Yürüyüş rotamı bazen evimin yakınındaki meşhur parka çeviririm. 800 metre yazılı parkurda 10 tur atarım. Ayaklarım, tutturduğum bir tempo ile parkuru arşınlarken zaman zaman gözüm kamelyalara kayar. Niyetim, yürüyüşümü sonlandırdıktan sonra boş bir kamelya bulup orada teşehhüt miktarı soluklanmak.
Ama
boş kamelya bulmak ne mümkün. Grubun biri gidiyor, diğeri geliyor. Zira kamelyalar
sabahtan akşama kadar birçok gruba ev sahipliği yapıyor. Gelen gruplar, gelip
geçenin soluklanmak için oturduğu gruplardan oluşmuyor. Çoğunluk, planlı ve
programlı bir şekilde kimi arabasıyla kimi de yürüyerek gelip kamelyalara bir
bir yerleşiyor. Hiçbirinin de eli boş değil. Hepsi hazırlıklı geliyor.

# Sağlanan Veriler
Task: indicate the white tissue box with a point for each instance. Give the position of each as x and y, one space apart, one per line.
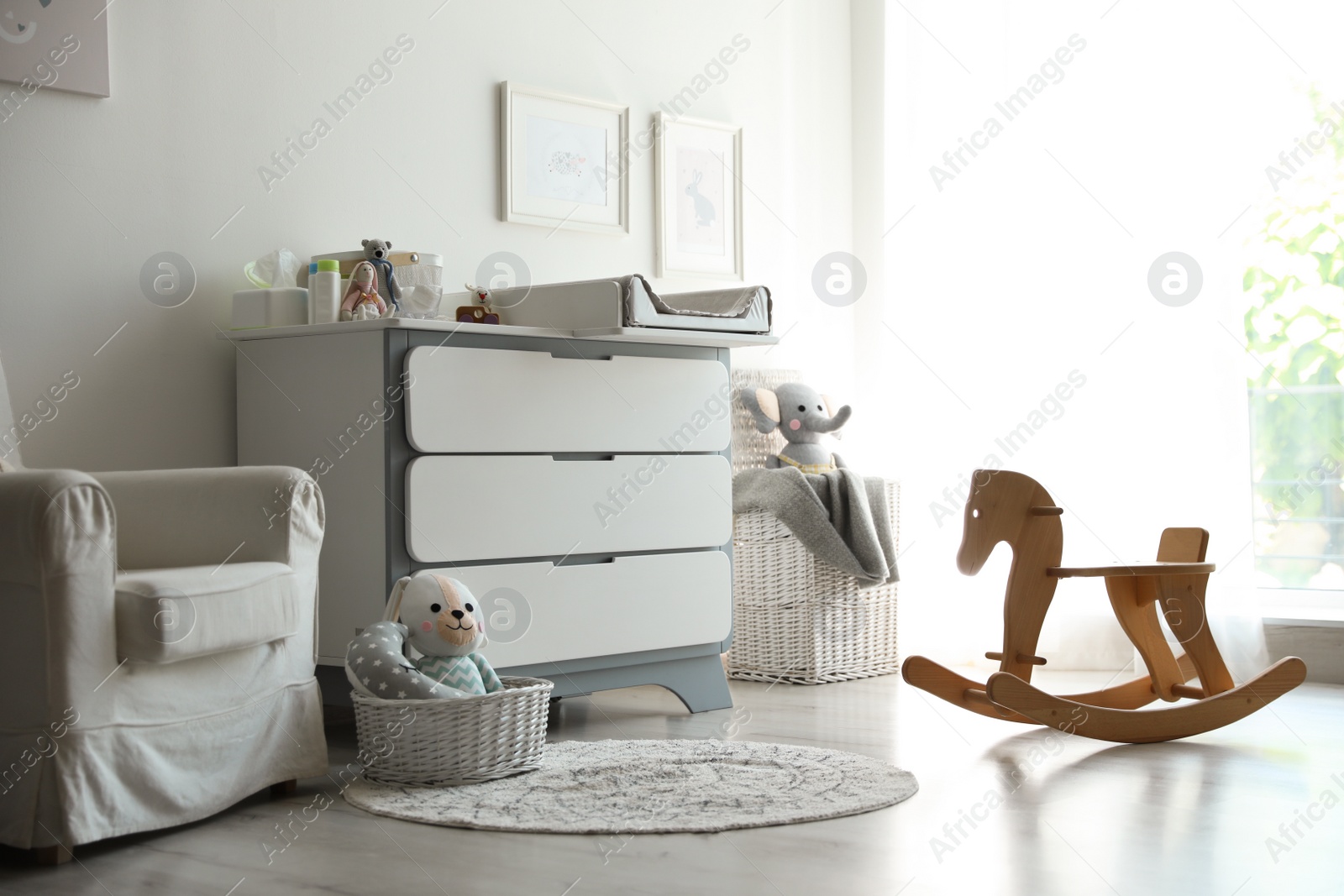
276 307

==

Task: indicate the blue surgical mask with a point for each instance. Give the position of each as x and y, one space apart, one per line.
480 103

# Sorular ve Görevler
**A)** Park yürüyüşüyle ilgili metne göre 800 metrelik parkurda kaç tur atılıyor?
**B)** Park yürüyüşüyle ilgili metinde "Yürüyüş rotamı bazen" sözlerinden başlayıp "teşehhüt miktarı soluklanmak." sözleri de dahil olmak üzere o noktaya kadar olan kısmı aynen alıntılayın.
Bu materyalin kullanılmasına gerek yoktur.

# Görev Yanıtları
**A)** 10 tur atılıyor.

**B)**
Yürüyüş rotamı bazen evimin yakınındaki meşhur parka çeviririm. 800 metre yazılı parkurda 10 tur atarım. Ayaklarım, tutturduğum bir tempo ile parkuru arşınlarken zaman zaman gözüm kamelyalara kayar. Niyetim, yürüyüşümü sonlandırdıktan sonra boş bir kamelya bulup orada teşehhüt miktarı soluklanmak.